Stated goal: Omitting all pictures, print the lines of the listing from the one containing "formatted like (438,185)." through the final line, both ends included, with no other text.

Given entries:
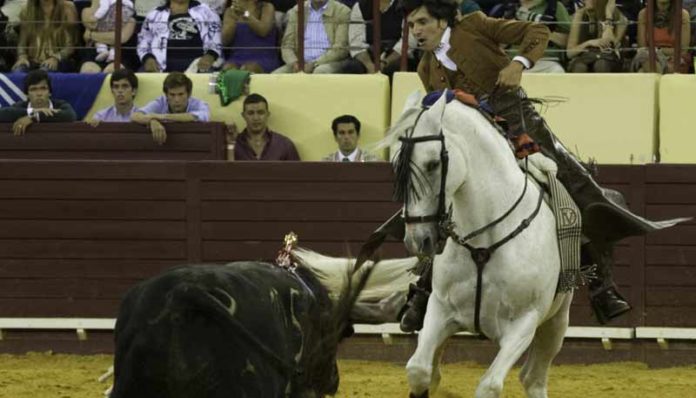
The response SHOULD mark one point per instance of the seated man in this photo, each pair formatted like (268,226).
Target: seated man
(257,141)
(124,85)
(346,130)
(176,105)
(174,34)
(39,107)
(326,49)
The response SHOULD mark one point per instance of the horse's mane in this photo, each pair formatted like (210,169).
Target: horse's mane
(387,277)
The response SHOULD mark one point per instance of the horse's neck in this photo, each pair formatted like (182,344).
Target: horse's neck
(494,182)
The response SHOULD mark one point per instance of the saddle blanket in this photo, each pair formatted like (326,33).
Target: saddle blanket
(568,220)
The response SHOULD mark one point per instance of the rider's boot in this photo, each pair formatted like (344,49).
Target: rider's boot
(607,302)
(414,310)
(604,216)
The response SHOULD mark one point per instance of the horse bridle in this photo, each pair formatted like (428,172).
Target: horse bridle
(440,216)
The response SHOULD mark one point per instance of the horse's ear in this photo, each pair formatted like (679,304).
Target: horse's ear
(438,108)
(413,100)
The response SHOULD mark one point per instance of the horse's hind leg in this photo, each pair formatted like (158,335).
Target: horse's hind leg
(437,327)
(512,345)
(547,343)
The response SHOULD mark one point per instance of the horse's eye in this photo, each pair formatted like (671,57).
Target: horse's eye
(432,165)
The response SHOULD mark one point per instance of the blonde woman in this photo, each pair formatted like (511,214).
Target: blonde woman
(664,22)
(595,38)
(47,36)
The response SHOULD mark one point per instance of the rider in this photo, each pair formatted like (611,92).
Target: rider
(466,54)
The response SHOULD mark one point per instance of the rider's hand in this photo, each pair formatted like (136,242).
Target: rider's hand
(510,76)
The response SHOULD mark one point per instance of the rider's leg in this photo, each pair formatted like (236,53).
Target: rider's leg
(606,300)
(581,186)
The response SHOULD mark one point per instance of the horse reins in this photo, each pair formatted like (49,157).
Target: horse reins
(480,255)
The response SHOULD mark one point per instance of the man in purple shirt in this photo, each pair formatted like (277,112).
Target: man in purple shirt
(176,105)
(257,141)
(124,86)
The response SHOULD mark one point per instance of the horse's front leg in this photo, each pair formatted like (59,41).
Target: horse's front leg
(438,325)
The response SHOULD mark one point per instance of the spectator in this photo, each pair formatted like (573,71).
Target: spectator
(361,38)
(176,105)
(257,141)
(9,32)
(47,36)
(39,107)
(124,87)
(555,16)
(176,33)
(249,28)
(689,5)
(664,22)
(346,131)
(100,28)
(595,37)
(325,38)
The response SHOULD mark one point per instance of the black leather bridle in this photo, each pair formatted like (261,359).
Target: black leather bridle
(408,144)
(443,218)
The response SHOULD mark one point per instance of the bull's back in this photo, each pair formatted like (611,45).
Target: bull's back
(210,331)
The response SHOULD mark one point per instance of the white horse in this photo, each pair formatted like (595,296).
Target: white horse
(519,305)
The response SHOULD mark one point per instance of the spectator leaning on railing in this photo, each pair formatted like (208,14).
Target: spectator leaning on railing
(174,35)
(39,106)
(249,28)
(257,141)
(555,16)
(100,29)
(176,105)
(47,36)
(664,22)
(595,38)
(361,37)
(325,38)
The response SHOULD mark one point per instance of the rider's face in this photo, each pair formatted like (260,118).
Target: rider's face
(426,29)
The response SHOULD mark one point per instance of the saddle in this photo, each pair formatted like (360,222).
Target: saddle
(523,145)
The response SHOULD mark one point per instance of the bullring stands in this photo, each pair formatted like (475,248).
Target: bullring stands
(302,106)
(614,118)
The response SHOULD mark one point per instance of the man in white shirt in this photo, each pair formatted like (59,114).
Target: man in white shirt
(325,41)
(346,131)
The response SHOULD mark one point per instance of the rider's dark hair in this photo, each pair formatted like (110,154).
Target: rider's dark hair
(439,9)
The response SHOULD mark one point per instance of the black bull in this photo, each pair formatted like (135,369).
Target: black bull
(246,329)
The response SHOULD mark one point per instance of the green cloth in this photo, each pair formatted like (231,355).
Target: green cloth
(230,84)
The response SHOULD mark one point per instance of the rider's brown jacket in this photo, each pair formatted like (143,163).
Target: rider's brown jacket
(475,43)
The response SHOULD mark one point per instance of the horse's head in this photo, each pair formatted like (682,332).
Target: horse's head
(426,175)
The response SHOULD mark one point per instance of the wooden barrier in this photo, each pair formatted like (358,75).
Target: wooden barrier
(185,141)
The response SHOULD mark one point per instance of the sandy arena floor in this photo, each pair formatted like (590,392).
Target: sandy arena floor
(68,376)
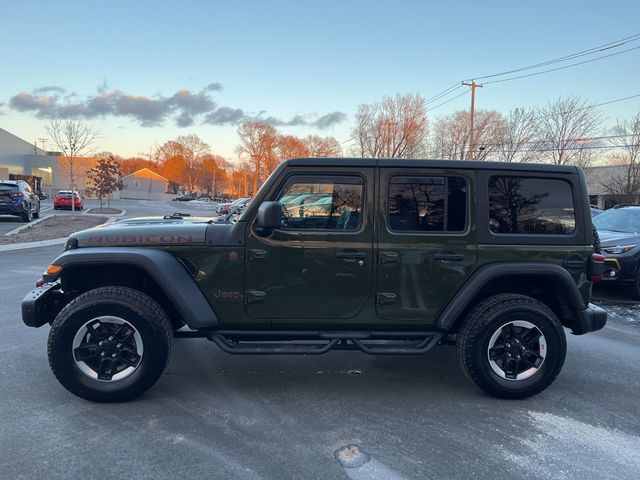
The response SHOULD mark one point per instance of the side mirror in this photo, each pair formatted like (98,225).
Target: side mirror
(269,217)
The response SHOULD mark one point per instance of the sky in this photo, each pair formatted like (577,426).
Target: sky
(145,72)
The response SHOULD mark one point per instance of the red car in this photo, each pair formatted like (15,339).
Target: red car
(63,200)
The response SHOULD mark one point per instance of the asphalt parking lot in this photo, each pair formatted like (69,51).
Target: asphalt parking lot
(214,415)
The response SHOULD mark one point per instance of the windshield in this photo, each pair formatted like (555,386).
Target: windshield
(625,220)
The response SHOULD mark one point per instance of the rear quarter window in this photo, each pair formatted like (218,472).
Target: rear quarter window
(530,206)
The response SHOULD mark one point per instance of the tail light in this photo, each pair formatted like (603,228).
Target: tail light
(596,267)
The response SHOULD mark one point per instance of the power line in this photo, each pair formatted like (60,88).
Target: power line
(451,89)
(466,92)
(563,67)
(600,48)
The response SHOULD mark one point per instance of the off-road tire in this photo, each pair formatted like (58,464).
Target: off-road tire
(136,308)
(485,319)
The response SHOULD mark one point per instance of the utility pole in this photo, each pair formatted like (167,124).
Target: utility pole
(473,85)
(388,124)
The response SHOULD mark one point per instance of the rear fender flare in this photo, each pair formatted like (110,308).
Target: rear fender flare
(484,275)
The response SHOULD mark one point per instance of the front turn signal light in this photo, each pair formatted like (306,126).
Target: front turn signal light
(53,269)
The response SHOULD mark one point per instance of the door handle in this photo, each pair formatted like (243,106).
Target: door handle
(351,255)
(448,257)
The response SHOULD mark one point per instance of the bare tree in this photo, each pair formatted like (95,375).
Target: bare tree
(624,183)
(518,142)
(566,126)
(323,146)
(452,132)
(194,151)
(105,178)
(74,139)
(396,127)
(258,140)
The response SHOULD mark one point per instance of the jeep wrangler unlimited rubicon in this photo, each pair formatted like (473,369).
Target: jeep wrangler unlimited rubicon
(385,256)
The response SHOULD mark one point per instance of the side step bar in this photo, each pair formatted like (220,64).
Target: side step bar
(315,343)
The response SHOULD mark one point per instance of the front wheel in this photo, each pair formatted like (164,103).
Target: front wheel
(110,344)
(511,346)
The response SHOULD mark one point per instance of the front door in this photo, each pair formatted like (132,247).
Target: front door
(427,241)
(319,264)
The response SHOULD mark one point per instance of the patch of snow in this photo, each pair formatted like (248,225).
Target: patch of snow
(564,448)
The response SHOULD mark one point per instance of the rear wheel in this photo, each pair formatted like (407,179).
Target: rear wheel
(511,346)
(110,344)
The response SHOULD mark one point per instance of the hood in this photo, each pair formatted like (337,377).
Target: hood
(609,238)
(145,231)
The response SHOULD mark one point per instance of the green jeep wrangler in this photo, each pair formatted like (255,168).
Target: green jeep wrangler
(385,256)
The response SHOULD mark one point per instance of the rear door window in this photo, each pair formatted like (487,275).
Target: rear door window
(427,204)
(530,206)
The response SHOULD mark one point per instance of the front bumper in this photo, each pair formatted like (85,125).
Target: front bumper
(590,319)
(39,305)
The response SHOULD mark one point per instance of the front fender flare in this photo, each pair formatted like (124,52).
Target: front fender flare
(166,270)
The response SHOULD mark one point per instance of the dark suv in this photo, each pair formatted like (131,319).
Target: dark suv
(390,257)
(619,231)
(17,198)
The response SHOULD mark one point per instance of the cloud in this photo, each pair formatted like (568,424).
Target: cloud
(330,119)
(214,87)
(225,116)
(53,89)
(185,108)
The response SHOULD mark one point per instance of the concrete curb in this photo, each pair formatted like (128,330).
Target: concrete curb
(121,214)
(44,243)
(22,246)
(26,226)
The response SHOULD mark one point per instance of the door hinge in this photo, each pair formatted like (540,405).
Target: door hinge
(386,298)
(255,296)
(256,254)
(388,257)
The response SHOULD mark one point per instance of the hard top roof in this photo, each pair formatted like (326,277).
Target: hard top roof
(429,163)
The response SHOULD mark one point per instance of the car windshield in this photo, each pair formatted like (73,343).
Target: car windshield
(625,220)
(8,187)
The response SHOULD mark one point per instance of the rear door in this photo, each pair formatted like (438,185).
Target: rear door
(427,241)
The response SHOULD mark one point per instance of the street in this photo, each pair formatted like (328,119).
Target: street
(214,415)
(134,208)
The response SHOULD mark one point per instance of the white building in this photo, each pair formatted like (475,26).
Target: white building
(19,157)
(144,184)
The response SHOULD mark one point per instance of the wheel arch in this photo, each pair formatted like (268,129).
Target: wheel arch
(549,283)
(155,272)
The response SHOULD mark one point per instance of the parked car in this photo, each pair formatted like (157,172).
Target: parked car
(414,254)
(227,208)
(17,198)
(184,198)
(62,200)
(619,231)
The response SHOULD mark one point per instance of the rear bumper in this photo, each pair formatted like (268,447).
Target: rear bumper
(11,209)
(590,319)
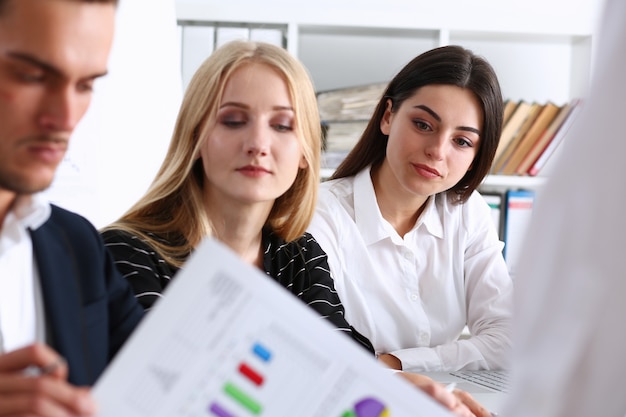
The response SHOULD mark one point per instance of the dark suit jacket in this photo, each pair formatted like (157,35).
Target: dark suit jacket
(89,307)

Result below:
The response SHOULD mark one point per instance of the rear door in this photo, each pair formatted like (438,185).
Target: rear door
(427,241)
The response SHOULD mark one point per instance of the street in this photo, each pair formatted like (328,119).
Target: street
(214,415)
(134,208)
The response SHOULD mark one point per instance of the white building in this photo, each pair formatted like (475,26).
Target: white building
(19,157)
(144,184)
The response SHOULD mark one point per instance of the wheel arch in this photo, each pair formatted like (268,129).
Target: wheel arch
(549,283)
(155,272)
The response SHOULD mark one point per instance of the parked car in this photo, each pair formatted like (157,172).
Target: parked car
(414,254)
(227,208)
(17,198)
(184,198)
(62,200)
(619,231)
The response SHOULD mark one point per instance of the rear bumper in this photo, each pair formatted like (268,447).
Target: rear bumper
(11,209)
(590,319)
The response SHOULD mark one point per instance of the dark suit jacket in this photo, each pair formatted like (157,35).
Target: dark suit jacket
(89,307)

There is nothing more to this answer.